> **DIRECTIONS**
Print all the records below, word for word and in full.

Top of INPUT MATERIAL

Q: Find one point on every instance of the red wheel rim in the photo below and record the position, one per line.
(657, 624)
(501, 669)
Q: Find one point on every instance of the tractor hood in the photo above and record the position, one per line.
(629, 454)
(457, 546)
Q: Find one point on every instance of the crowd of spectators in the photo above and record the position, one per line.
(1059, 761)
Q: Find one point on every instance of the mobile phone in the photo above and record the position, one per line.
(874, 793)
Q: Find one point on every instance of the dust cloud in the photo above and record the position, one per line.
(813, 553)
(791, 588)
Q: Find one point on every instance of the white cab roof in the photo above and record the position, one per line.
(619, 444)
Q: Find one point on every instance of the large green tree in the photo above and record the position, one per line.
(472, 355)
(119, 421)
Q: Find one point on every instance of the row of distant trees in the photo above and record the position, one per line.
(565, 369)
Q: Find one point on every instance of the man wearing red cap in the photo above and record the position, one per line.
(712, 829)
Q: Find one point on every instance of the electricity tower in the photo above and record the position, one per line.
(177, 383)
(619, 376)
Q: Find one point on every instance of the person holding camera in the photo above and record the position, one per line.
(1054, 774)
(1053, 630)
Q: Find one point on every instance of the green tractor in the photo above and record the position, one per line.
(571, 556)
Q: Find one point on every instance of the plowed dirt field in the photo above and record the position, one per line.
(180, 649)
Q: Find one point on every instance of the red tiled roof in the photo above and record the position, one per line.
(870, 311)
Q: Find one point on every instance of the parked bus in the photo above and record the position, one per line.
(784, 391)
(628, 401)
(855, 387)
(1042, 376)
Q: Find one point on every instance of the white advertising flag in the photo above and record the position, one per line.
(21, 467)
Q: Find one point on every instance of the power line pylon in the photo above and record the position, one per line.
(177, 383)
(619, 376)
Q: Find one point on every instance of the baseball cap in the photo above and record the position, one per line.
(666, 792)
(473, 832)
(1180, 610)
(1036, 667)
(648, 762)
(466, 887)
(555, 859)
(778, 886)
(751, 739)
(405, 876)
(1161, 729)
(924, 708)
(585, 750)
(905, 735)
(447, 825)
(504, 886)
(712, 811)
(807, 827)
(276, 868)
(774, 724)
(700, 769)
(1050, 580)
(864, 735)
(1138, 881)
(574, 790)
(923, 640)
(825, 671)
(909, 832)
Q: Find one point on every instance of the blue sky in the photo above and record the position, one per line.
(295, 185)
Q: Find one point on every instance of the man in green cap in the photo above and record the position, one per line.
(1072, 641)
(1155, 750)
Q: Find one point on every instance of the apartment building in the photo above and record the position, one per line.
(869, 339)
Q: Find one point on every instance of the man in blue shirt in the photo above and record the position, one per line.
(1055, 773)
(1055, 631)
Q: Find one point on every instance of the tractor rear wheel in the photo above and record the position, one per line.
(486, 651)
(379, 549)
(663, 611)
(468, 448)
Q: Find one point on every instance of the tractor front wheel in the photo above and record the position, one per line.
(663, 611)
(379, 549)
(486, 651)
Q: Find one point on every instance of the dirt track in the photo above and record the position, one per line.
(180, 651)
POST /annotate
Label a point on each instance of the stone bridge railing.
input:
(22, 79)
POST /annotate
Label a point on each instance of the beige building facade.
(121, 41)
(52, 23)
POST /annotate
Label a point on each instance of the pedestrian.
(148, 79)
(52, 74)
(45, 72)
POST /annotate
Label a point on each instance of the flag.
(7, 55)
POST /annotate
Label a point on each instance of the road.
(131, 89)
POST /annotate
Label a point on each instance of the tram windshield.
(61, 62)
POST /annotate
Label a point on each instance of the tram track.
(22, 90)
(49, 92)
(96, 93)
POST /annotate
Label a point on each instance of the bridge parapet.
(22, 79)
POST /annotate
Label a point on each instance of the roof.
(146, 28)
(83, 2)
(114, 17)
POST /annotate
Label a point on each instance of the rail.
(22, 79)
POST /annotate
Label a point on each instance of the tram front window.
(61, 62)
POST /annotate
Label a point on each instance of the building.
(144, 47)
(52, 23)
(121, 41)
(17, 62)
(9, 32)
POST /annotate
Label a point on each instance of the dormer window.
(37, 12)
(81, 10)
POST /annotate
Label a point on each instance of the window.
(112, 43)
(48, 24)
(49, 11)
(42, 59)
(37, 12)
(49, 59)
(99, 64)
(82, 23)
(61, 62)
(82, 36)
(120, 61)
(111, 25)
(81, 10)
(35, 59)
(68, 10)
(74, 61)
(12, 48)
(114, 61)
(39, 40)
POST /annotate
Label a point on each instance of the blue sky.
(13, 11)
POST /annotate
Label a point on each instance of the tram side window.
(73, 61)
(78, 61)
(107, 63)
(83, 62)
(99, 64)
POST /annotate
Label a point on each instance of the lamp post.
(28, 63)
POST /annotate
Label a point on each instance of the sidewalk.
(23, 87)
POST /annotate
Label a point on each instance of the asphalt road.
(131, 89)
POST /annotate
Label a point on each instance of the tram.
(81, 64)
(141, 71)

Bottom of INPUT MATERIAL

> **RESPONSE TO THE TASK**
Q: Find one point on every instance of the red wheel rim in the photo below and record the position, one per line.
(657, 624)
(501, 669)
Q: Find one point on every instance of the tractor hood in the photo above and record the position, one per line.
(629, 454)
(457, 546)
Q: Find one point on every instance of the crowd of spectators in the photo above and record the position, one per line.
(1059, 761)
Q: Find one point on every instance of the mobile phone in the photo above and record the position, one per line.
(874, 793)
Q: Find one point on every instance of the dust cloud in the photo above and record the position, one per line.
(813, 553)
(791, 588)
Q: Find one point on every instance of the white cab roof in the photo above and record the position, one per line.
(619, 444)
Q: Find one point on every instance of the large green tree in the photo above and record the position, one per line.
(472, 355)
(119, 421)
Q: Find one point on every instance of the row of distant trees in the photo above and record the position, one per line.
(565, 369)
Q: Find one point on every instance of the man wearing red cap in the photo above and record the position, one per line.
(712, 829)
Q: Find one point on every instance of the electricity tower in the photo above and record the position, one per line.
(177, 383)
(619, 376)
Q: Find one point on every instance of the person holding camera in the photo above and record the position, one per line.
(1054, 774)
(1053, 630)
Q: Find one point on every instance of the green tractor in the photo above and record the position, one per line.
(571, 556)
Q: Find one point on every instance of the plowed dirt field in the photo above and record the position, one per line.
(180, 649)
Q: Find one point on every instance of the red tiled roof in the photo above and record the position, one per line.
(870, 311)
Q: Find one point on every instance of the parked bus in the photo above and record the position, one per line.
(784, 391)
(628, 401)
(855, 387)
(1042, 376)
Q: Find one point on every instance of the white advertising flag in the photo above and record the position, one per line.
(21, 467)
Q: Find one point on every instance of the power line pylon in the photo above and record the position, one per line.
(177, 383)
(619, 376)
Q: Find one point on every instance of the baseball cap in the photo above and record the position, one per line.
(666, 792)
(473, 832)
(1180, 610)
(1036, 667)
(648, 762)
(466, 887)
(555, 859)
(778, 886)
(751, 739)
(405, 876)
(1161, 729)
(924, 708)
(585, 750)
(905, 735)
(447, 825)
(504, 886)
(712, 811)
(807, 827)
(276, 868)
(774, 724)
(700, 769)
(1050, 580)
(864, 735)
(1138, 881)
(574, 790)
(923, 640)
(825, 671)
(909, 832)
Q: Find one point on every instance of the blue sky in the photo above and record the position, one per line.
(295, 185)
Q: Find one point on every instance of the man in green cap in the photo above and record the position, one per line.
(1072, 641)
(1155, 750)
Q: Find one point on every instance of the apartment building in the photo above and record the position, one per line.
(869, 339)
Q: Find one point on every instance of the man in blue shirt in the photo above and record the position, one per line.
(1055, 773)
(1055, 631)
Q: Find one point on every instance of the tractor rear wheel in the photo above and record the position, one per line.
(486, 651)
(379, 549)
(663, 611)
(468, 448)
Q: Find one point on every instance of the tractor front wheel in the photo above and record the position, one per line.
(663, 611)
(379, 549)
(486, 651)
Q: Find one point on every instance of the dirt track in the photo above and record the position, one per line.
(180, 651)
POST /annotate
Label a point on each instance of the stone bridge railing.
input:
(22, 79)
POST /annotate
Label a point on each instance of the beige building facade.
(121, 41)
(52, 23)
POST /annotate
Label a point on each instance of the pedestrian.
(148, 79)
(52, 74)
(45, 72)
POST /annotate
Label a point on each instance of the flag.
(7, 55)
POST /annotate
Label a point on each instance of the road.
(131, 89)
POST /annotate
Label a point on each instance of the tram windshield.
(61, 62)
POST /annotate
Label a point on each instance of the tram track.
(22, 90)
(49, 92)
(96, 93)
POST /annotate
Label a point on each instance of the bridge parapet.
(22, 79)
POST /annotate
Label a point on each instance of the roof.
(146, 28)
(83, 2)
(114, 17)
POST /annotate
Label a point on each instance of the rail.
(22, 79)
POST /annotate
Label a point on each instance of the tram front window.
(61, 62)
POST /annotate
Label a point on each instance of the building.
(144, 47)
(52, 23)
(121, 41)
(17, 62)
(9, 32)
POST /annotate
Label a point on each instance of the dormer window.
(37, 12)
(81, 10)
POST /annotate
Label a point on each instance of the window.
(112, 43)
(48, 24)
(49, 11)
(42, 59)
(37, 12)
(49, 59)
(99, 64)
(82, 23)
(61, 62)
(82, 36)
(120, 61)
(111, 25)
(81, 10)
(35, 59)
(68, 10)
(74, 61)
(12, 48)
(114, 61)
(39, 40)
POST /annotate
Label a point on each instance of the blue sky.
(13, 11)
POST /annotate
Label a point on each instance of the tram side window.
(73, 61)
(78, 61)
(107, 63)
(83, 62)
(99, 64)
POST /annotate
Label a point on each instance of the lamp post.
(28, 63)
POST /annotate
Label a point on each instance of the sidewalk.
(23, 87)
POST /annotate
Label a point on each instance of the asphalt road.
(131, 89)
POST /annotate
Label a point on each instance of the tram.
(81, 64)
(141, 71)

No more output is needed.